** Opening THE RECORDS block **

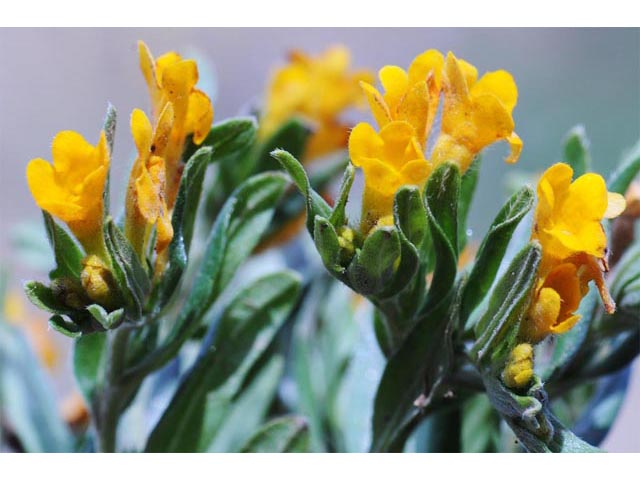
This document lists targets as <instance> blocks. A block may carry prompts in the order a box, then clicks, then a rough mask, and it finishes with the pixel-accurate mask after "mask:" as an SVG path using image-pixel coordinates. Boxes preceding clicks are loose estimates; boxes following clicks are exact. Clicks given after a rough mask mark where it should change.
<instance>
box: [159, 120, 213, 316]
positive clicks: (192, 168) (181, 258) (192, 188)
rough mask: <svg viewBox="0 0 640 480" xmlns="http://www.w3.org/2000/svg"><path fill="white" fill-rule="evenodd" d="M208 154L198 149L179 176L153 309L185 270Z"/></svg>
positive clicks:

** Closing THE RECORDS block **

> YOUR GOAL: Repeat, without changes, every line from the one that contains "positive clicks: (192, 168)" through the final line of the data.

> RESPONSE AREA:
positive clicks: (192, 168) (181, 258) (192, 188)
rough mask: <svg viewBox="0 0 640 480" xmlns="http://www.w3.org/2000/svg"><path fill="white" fill-rule="evenodd" d="M208 154L198 149L179 176L153 309L185 270Z"/></svg>
positive clicks:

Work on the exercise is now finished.